-- Opening Marker --

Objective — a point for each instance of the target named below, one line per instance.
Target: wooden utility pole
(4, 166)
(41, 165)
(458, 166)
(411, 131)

-- Closing Marker --

All the records above need to be restated exactly, line by line.

Objective — a point for each instance of the target named below, one line per instance.
Target: wooden utility pole
(4, 166)
(41, 165)
(458, 166)
(411, 131)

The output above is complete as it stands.